A la sombra de un león

OPINIÓN: En el Día del Escritor, Nicolás Scheines reivindica el rol del corrector de textos: "El universo es del escritor, pero el corrector está detrás, cerciorándose de que, cuando la luz se vuelque sobre aquel, la sombra que proyecte sea exactamente la que él concibió y no otra".

[La ortografía] fue mi calvario a todo lo largo de 

mis estudios y sigue asustando a los correctores de mis originales.

Los más benévolos se consuelan con creer

que son torpezas de mecanógrafo.

Gabriel García Márquez, Vivir para contarla

Sudamericana, 2002, Buenos Aires, p. 190.


En el Día del Escritor, mientras en otros medios van a leer églogas a las obras de los grandes, rescates de autores olvidados y anécdotas al por mayor sobre dónde se escribió tal libro o qué café frecuentaba cierto grupo de escritores, aquí me propongo celebrar la sombra de los escritores: los correctores.

Antes, es necesario hacer una salvedad, en tiempos de lenguaje revuelto: uso el masculino genérico, pero en esta ocasión es más injusto que nunca, si cabe, ya que la mayoría de los correctores de estilo de Argentina son, en realidad, correctoras, y el “Día del Escritor”, leído desde hoy, resalta aún más un canon de escritores conformado por hombres que tenían más tiempo para escribir y mayores oportunidades para publicar. Dicho esto, hablaré de “escritor” y “corrector”, pero pensando todo el tiempo también en “escritora” y “correctora”.

Los escritores crean universos valiéndose de la lengua, jugando con ella. Los correctores van detrás, corroborando que esos universos estén bien nivelados, que sean coherentes entre sí, que los lectores sean capaces de descubrir esos universos en las palabras que el escritor volcó a un papel o a una pantalla. El universo es del escritor, pero el corrector está detrás, cerciorándose de que, cuando la luz se vuelque sobre aquel, la sombra que proyecte sea exactamente la que él concibió y no otra.

Datos disponibles =>

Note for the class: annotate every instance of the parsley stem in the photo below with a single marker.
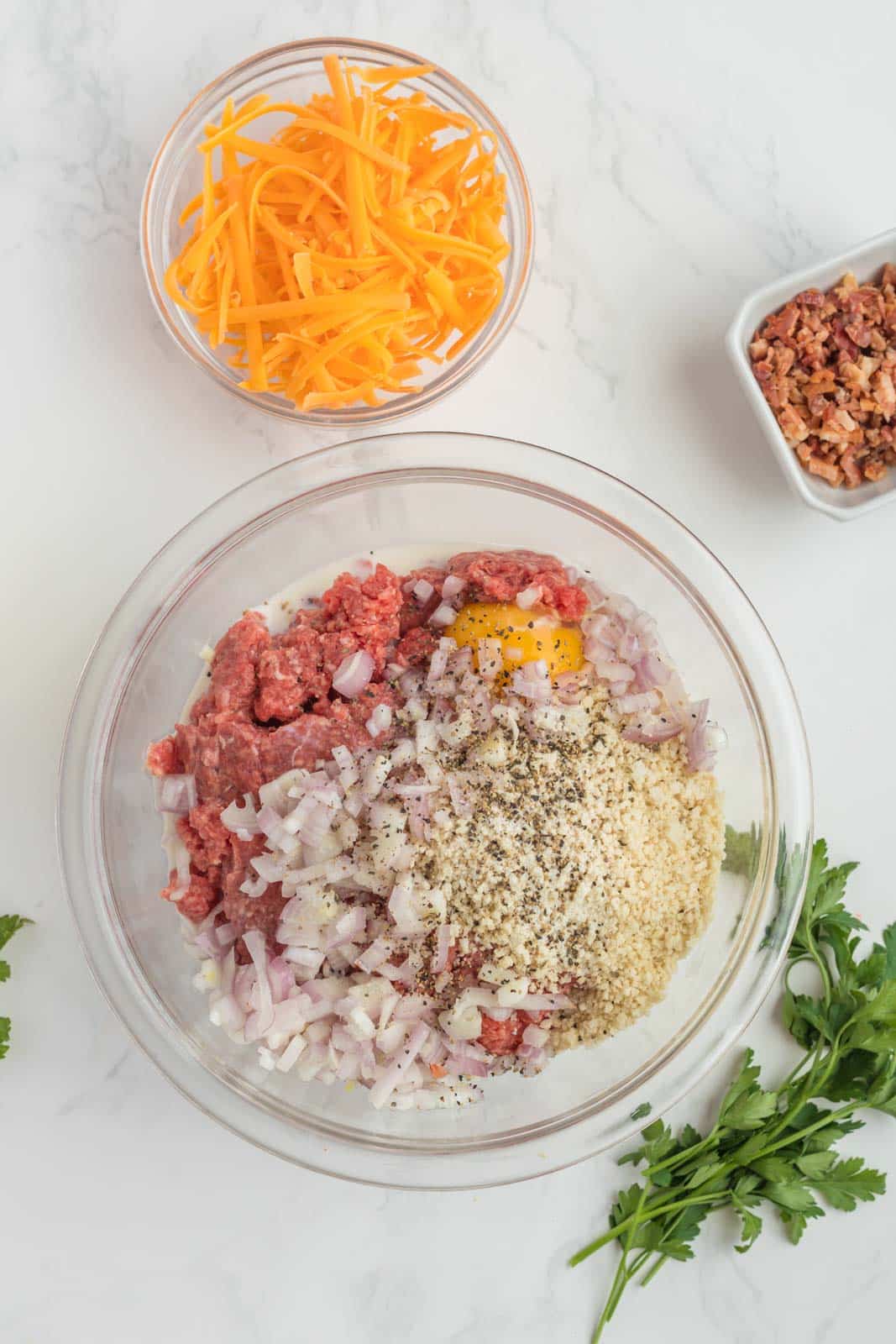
(683, 1156)
(651, 1211)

Enunciado del problema 1 =>
¿Qué se propone celebrar en el Día del Escritor el fragmento proporcionado?
Enunciado del problema 2 =>
Copia del fragmento proporcionado el pasaje que empieza en "Los más benévolos" y termina en "escritores: los correctores.".
El material no hace falta para resolver nada.

Respuesta esperada 1 =>
La sombra de los escritores: los correctores.

Respuesta esperada 2 =>
Los más benévolos se consuelan con creer

que son torpezas de mecanógrafo.

Gabriel García Márquez, Vivir para contarla

Sudamericana, 2002, Buenos Aires, p. 190.


En el Día del Escritor, mientras en otros medios van a leer églogas a las obras de los grandes, rescates de autores olvidados y anécdotas al por mayor sobre dónde se escribió tal libro o qué café frecuentaba cierto grupo de escritores, aquí me propongo celebrar la sombra de los escritores: los correctores.